Work request
Take from the data every line in which the word "tiger" is found.

Recorded data:
"""

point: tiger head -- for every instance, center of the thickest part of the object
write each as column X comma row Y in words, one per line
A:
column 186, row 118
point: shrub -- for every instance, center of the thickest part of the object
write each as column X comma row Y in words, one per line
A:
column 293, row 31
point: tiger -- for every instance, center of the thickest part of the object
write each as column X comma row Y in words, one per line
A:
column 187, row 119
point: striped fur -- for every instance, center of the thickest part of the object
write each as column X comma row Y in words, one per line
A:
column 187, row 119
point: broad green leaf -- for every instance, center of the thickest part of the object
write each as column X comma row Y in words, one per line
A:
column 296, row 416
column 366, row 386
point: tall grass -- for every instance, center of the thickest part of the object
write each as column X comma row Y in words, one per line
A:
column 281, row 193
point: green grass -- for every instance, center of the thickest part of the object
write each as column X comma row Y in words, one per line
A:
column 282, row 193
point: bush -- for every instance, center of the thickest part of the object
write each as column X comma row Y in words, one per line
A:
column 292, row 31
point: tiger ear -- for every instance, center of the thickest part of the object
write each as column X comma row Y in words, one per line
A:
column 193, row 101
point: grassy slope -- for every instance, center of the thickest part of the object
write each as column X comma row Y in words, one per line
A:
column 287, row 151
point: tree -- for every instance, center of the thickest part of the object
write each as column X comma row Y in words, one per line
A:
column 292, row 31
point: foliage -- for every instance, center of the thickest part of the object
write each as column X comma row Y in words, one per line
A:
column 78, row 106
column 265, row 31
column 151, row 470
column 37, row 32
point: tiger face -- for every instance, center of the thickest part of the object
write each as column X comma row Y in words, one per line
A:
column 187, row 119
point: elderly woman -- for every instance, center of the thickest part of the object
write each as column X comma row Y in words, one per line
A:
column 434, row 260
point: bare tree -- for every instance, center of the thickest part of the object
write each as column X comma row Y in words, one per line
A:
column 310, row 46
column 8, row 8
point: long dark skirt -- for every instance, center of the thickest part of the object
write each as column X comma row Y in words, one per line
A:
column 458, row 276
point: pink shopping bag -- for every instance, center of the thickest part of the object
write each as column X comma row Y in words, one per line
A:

"""

Solution to this task
point: tiger head -- for every instance, center of the thickest part of the object
point: tiger -- for every instance, center of the thickest part of the object
point: tiger ear -- for every instance, center of the thickest part of the object
point: tiger face -- for every instance, center of the thickest part of the object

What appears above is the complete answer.